EXTRACTED TEXT |
I. Comment: The Pennsylvania AIM Coatings Rule Violates the Commerce Clause of the U.S. Constitution—The commenters claim that the Pennsylvania AIM coatings rule violates the Commerce Clause of Article I, Section 8, of the U.S. Constitution, because it imposes an unreasonable burden on interstate commerce. The commenters assert that because the Pennsylvania AIM coatings rule contains VOC limits and other provisions that differ from the Federal AIM coatings rule in 40 CFR 59.400, the rule causes an unreasonable restriction on coatings in interstate commerce. The commenters further assert that the burdens of the Pennsylvania AIM coatings rule are excessive and outweigh the benefits of the rule. The commenters suggest that EPA should disapprove the SIP revision on this basis. Start Printed Page 68085
Response: EPA agrees with this comment only to the extent that it acknowledges that AIM coatings are products in interstate commerce and that state regulations on coatings therefore have the potential to violate the Commerce Clause. EPA understands the commenters' practical concerns caused by differing state regulations, but disagrees with the commenters' view that the Pennsylvania AIM coatings rule impermissibly impinges on interstate commerce. A state law may violate the Commerce Clause in two ways: (i) By explicitly discriminating between interstate and intrastate commerce; or (ii) even in the absence of overt discrimination, by imposing an incidental burden on interstate commerce that is markedly greater than that on intrastate commerce. The Pennsylvania AIM coatings rule does not explicitly discriminate against interstate commerce because it applies evenhandedly to all coatings manufactured or sold for use within the state. At most, therefore, the Pennsylvania AIM coatings rule could have an incidental impact on interstate commerce. In the case of incidental impacts, the Supreme Court has applied a balancing test to evaluate the relative impacts of a state law on interstate and intrastate commerce. See, Pike v. Bruce Church, Inc., 397 U.S. 137 (1970). Courts have struck down even nondiscriminatory state statutes when the burden on interstate commerce is “clearly excessive in relation to the putative local benefits.” Id. at 142.

DATASET SECTION |
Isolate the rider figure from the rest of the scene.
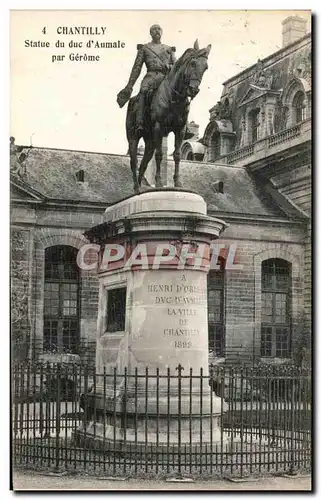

PROBLEMS TO SOLVE |
1. List every claim, assertion, or suggestion that the commenters put forward in the AIM coatings excerpt.
2. According to the AIM coatings excerpt, what has the Supreme Court applied to evaluate incidental impacts of a state law on commerce?
3. Write the next part of the AIM coatings excerpt, starting after its last sentence.
The listing plays no part in any of this work.

WRITTEN RESPONSES |
1.
- The Pennsylvania AIM coatings rule violates the Commerce Clause of Article I, Section 8, of the U.S. Constitution because it imposes an unreasonable burden on interstate commerce.
- Because the rule contains VOC limits and other provisions that differ from the Federal AIM coatings rule in 40 CFR 59.400, it causes an unreasonable restriction on coatings in interstate commerce.
- The burdens of the rule are excessive and outweigh its benefits.
- EPA should disapprove the SIP revision on this basis.

2. A balancing test that weighs the relative impacts of the state law on interstate and intrastate commerce, as in Pike v. Bruce Church, Inc., 397 U.S. 137 (1970).

3.
At the outset, EPA notes that it is unquestionable that the Commonwealth has a substantial and legitimate interest in obtaining VOC emissions for the purpose of attaining the ozone NAAQS. The adverse health consequences of exposure to ozone are well known and well established and need not be repeated here. See, e.g., National Ambient Air Quality Standards for Ozone: Final Response to Remand, 68 FR 614, 620-25 (January 6, 2003). Thus, the objective of the Commonwealth in adopting the Pennsylvania AIM coatings rule is to protect the public health of the citizens of Pennsylvania. The courts have recognized a presumption of validity where the state statute affects matters of public health and safety. See, e.g., Kassel v. Consolidated Freightways Corp. of Delaware, 450 U.S. 662, 671 (1980). Moreover, even where the state statute in question is intended to achieve more general environmental goals, courts have upheld such statutes notwithstanding incidental impacts on out of state manufacturers of a product. See, e.g, Minnesota v. Clover Leaf Creamery, et al., 449 U.S. 456 (1981)(upholding state law that banned sales of milk in plastic containers to conserve energy and ease solid waste problems).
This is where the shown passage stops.